Count the lines in the items below that contain the string "sepia", treating uppercase and lowercase as different, and reply with only the number.

*** Input material

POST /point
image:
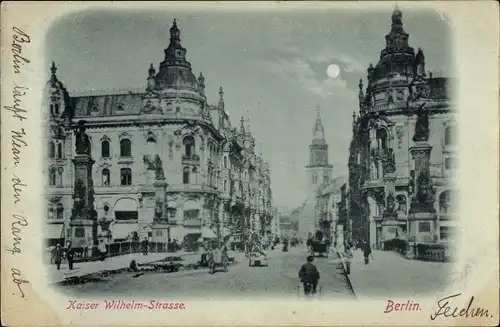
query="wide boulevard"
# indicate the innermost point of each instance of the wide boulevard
(278, 279)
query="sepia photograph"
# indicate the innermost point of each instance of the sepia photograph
(229, 154)
(330, 163)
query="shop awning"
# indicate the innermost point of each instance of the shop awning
(54, 231)
(207, 233)
(122, 231)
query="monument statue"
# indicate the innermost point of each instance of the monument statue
(159, 174)
(82, 141)
(421, 126)
(79, 198)
(390, 203)
(424, 197)
(158, 209)
(389, 163)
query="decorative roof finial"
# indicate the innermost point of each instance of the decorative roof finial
(53, 69)
(151, 70)
(242, 125)
(221, 99)
(397, 16)
(174, 31)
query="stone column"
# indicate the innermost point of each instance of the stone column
(422, 202)
(83, 222)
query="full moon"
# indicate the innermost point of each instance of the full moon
(333, 71)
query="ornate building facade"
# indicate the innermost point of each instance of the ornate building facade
(328, 218)
(168, 165)
(402, 153)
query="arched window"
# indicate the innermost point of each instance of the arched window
(59, 211)
(105, 177)
(185, 175)
(445, 202)
(52, 150)
(126, 176)
(59, 150)
(52, 177)
(105, 149)
(188, 146)
(151, 146)
(51, 211)
(381, 138)
(449, 134)
(125, 148)
(401, 204)
(60, 171)
(449, 163)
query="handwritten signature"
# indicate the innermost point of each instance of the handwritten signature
(17, 278)
(17, 187)
(446, 310)
(19, 221)
(20, 39)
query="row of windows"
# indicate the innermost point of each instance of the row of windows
(381, 136)
(54, 109)
(56, 211)
(125, 148)
(55, 150)
(56, 176)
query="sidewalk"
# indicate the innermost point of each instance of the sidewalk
(114, 263)
(388, 273)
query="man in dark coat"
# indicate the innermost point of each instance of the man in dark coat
(309, 276)
(367, 250)
(57, 255)
(70, 255)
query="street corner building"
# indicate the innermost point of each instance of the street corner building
(160, 163)
(402, 152)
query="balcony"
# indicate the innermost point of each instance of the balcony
(192, 222)
(380, 153)
(373, 183)
(190, 159)
(164, 221)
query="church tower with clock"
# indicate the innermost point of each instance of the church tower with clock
(319, 171)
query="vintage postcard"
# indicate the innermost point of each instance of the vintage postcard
(250, 163)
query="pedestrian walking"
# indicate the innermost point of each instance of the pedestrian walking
(70, 255)
(348, 257)
(57, 255)
(102, 250)
(367, 250)
(309, 276)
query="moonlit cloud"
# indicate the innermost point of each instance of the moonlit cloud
(272, 66)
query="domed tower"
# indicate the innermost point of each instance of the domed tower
(319, 171)
(58, 113)
(398, 65)
(175, 71)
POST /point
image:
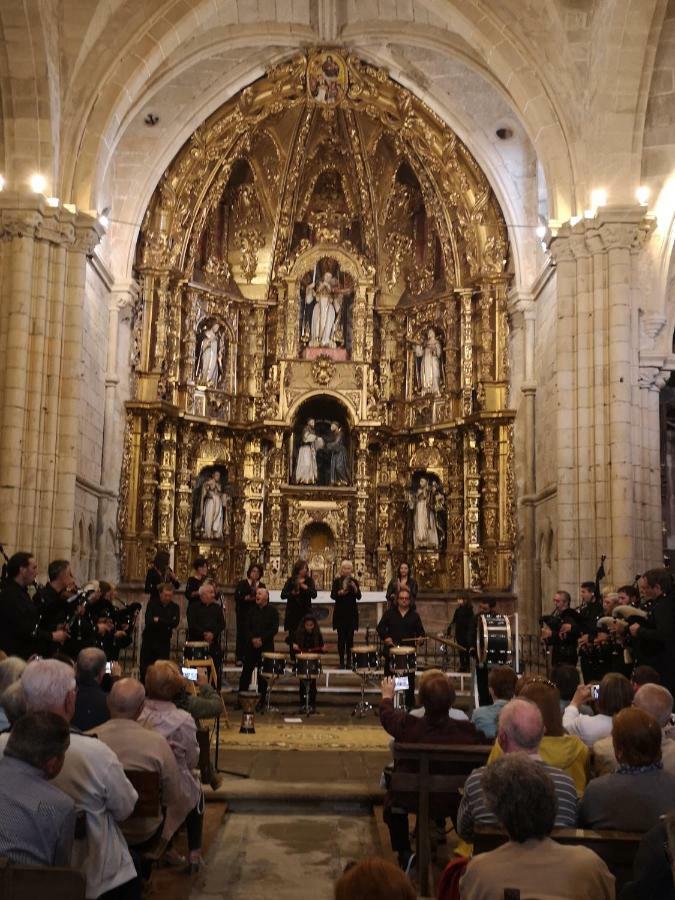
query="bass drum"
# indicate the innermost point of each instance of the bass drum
(494, 645)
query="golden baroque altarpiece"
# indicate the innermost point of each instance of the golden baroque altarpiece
(320, 344)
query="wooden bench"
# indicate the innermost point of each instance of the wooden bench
(29, 882)
(426, 780)
(616, 848)
(148, 806)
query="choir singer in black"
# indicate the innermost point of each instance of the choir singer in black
(162, 615)
(206, 622)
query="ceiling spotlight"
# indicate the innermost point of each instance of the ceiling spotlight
(38, 183)
(598, 198)
(642, 195)
(504, 133)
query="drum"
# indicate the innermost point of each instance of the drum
(402, 660)
(307, 665)
(364, 658)
(196, 650)
(493, 640)
(273, 665)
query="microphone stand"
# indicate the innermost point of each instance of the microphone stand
(219, 678)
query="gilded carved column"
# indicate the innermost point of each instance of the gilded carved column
(167, 485)
(361, 501)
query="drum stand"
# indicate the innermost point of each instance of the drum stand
(270, 686)
(308, 682)
(363, 707)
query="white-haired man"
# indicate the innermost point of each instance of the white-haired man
(93, 778)
(145, 750)
(206, 622)
(519, 730)
(658, 702)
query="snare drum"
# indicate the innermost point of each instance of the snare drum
(493, 640)
(273, 665)
(196, 650)
(402, 660)
(307, 665)
(364, 658)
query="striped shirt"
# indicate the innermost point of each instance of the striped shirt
(473, 809)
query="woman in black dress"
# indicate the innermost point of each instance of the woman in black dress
(244, 599)
(345, 592)
(403, 579)
(298, 592)
(160, 573)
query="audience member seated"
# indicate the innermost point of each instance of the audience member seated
(615, 694)
(502, 682)
(144, 750)
(653, 864)
(567, 679)
(206, 703)
(374, 879)
(11, 669)
(37, 823)
(91, 705)
(557, 748)
(14, 702)
(453, 712)
(520, 793)
(632, 798)
(658, 702)
(434, 727)
(163, 684)
(94, 779)
(521, 729)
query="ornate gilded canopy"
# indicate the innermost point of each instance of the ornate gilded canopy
(321, 357)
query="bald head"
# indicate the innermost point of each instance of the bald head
(656, 700)
(521, 727)
(125, 700)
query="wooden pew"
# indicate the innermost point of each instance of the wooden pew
(426, 780)
(29, 882)
(148, 806)
(616, 848)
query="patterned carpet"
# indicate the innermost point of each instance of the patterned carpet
(308, 735)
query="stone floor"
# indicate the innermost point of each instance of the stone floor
(285, 856)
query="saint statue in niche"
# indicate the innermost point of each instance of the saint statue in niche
(325, 301)
(306, 471)
(323, 457)
(326, 78)
(429, 364)
(427, 504)
(210, 367)
(212, 505)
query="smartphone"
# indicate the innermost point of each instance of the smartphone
(190, 673)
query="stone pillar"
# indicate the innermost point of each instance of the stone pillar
(42, 292)
(597, 357)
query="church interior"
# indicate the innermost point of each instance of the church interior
(388, 284)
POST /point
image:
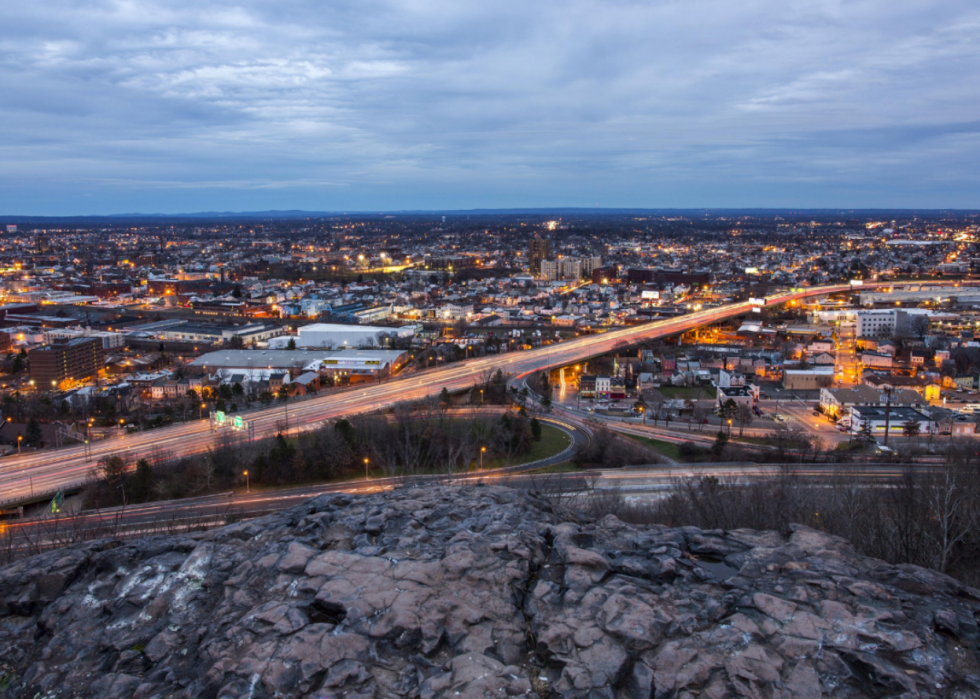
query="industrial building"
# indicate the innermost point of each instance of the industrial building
(259, 365)
(207, 333)
(334, 335)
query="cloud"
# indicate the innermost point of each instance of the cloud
(118, 104)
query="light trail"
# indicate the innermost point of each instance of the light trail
(49, 471)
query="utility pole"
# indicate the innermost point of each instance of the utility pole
(888, 406)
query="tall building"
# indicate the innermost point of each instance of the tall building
(589, 264)
(66, 360)
(550, 270)
(571, 268)
(538, 249)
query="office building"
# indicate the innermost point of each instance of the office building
(539, 249)
(74, 359)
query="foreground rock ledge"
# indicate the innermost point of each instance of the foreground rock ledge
(479, 592)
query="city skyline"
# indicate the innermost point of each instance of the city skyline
(144, 107)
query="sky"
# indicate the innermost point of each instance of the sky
(119, 106)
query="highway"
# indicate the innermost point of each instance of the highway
(48, 471)
(193, 514)
(188, 514)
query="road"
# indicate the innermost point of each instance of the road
(49, 471)
(174, 516)
(170, 516)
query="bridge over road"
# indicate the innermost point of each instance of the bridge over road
(48, 471)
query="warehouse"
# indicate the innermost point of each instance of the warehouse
(257, 365)
(335, 335)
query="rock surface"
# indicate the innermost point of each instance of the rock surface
(479, 592)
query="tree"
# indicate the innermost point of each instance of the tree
(728, 410)
(33, 434)
(142, 480)
(535, 429)
(721, 439)
(744, 416)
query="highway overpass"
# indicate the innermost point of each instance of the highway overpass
(47, 471)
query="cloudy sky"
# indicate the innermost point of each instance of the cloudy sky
(110, 106)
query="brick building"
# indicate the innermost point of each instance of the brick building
(74, 359)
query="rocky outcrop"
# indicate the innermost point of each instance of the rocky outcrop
(479, 592)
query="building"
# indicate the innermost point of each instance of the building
(837, 401)
(876, 323)
(571, 268)
(109, 340)
(176, 287)
(335, 335)
(590, 264)
(550, 270)
(739, 395)
(808, 379)
(587, 386)
(730, 379)
(538, 249)
(205, 333)
(603, 275)
(875, 418)
(74, 359)
(264, 365)
(878, 360)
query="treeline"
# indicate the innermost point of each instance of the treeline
(929, 515)
(410, 440)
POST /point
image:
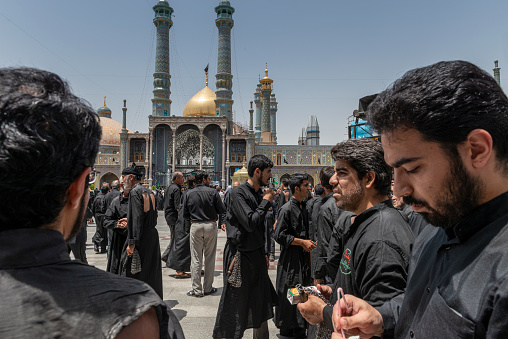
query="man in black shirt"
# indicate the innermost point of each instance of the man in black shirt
(203, 206)
(100, 238)
(115, 192)
(377, 246)
(327, 216)
(142, 236)
(443, 128)
(50, 139)
(172, 201)
(292, 233)
(116, 221)
(248, 297)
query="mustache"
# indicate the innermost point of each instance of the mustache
(410, 200)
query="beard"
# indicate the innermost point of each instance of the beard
(78, 223)
(349, 201)
(460, 196)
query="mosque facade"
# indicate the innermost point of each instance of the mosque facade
(205, 136)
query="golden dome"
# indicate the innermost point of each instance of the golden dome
(110, 132)
(201, 104)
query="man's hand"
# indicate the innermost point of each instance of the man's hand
(312, 309)
(363, 320)
(308, 245)
(268, 194)
(325, 290)
(122, 223)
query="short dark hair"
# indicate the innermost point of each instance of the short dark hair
(318, 190)
(115, 184)
(444, 102)
(44, 129)
(200, 175)
(366, 155)
(191, 180)
(176, 175)
(325, 175)
(295, 180)
(258, 161)
(285, 182)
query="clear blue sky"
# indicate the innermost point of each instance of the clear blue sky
(322, 55)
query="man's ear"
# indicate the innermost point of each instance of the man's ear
(479, 146)
(369, 179)
(76, 189)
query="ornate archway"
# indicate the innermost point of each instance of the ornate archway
(187, 152)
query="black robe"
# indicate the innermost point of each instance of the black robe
(294, 265)
(143, 234)
(116, 211)
(251, 304)
(179, 257)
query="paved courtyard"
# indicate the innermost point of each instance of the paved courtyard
(196, 315)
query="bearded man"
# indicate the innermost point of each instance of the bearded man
(443, 129)
(377, 245)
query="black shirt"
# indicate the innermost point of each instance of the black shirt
(172, 201)
(376, 252)
(203, 204)
(246, 213)
(44, 294)
(459, 285)
(327, 217)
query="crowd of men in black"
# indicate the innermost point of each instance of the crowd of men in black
(435, 269)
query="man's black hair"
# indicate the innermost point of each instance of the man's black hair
(48, 136)
(295, 180)
(105, 188)
(175, 176)
(285, 182)
(191, 180)
(200, 175)
(366, 155)
(444, 102)
(318, 190)
(325, 175)
(258, 161)
(115, 184)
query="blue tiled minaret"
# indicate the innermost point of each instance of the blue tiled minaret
(266, 91)
(273, 117)
(161, 79)
(497, 72)
(224, 82)
(257, 101)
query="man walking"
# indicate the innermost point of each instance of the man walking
(115, 192)
(292, 233)
(46, 130)
(116, 221)
(248, 297)
(203, 206)
(172, 201)
(142, 236)
(99, 208)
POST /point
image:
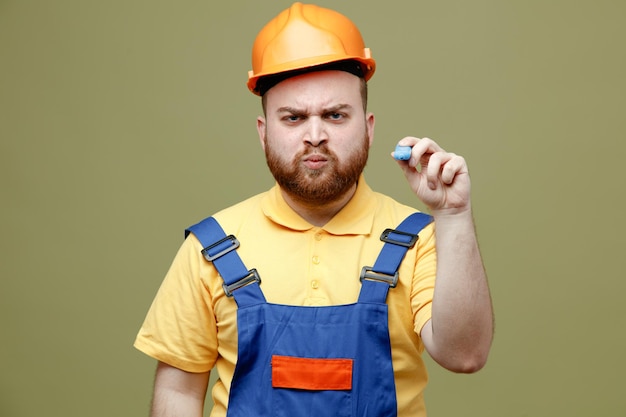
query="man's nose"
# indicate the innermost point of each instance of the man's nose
(316, 132)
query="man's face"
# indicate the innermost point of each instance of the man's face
(316, 135)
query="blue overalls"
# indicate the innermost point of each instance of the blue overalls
(311, 361)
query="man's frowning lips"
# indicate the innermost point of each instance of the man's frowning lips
(315, 160)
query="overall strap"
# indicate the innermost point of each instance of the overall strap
(377, 279)
(219, 249)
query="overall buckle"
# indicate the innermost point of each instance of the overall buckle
(368, 273)
(252, 277)
(387, 237)
(234, 244)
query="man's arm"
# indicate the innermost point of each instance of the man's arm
(178, 393)
(460, 332)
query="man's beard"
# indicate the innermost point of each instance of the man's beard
(317, 186)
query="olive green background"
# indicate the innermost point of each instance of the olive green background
(122, 122)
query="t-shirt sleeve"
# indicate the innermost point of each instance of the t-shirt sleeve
(180, 327)
(424, 278)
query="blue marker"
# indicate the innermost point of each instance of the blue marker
(402, 153)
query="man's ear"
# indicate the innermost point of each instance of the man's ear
(370, 121)
(261, 129)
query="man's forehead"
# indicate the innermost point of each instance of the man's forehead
(318, 89)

******

> _Problem solution_
2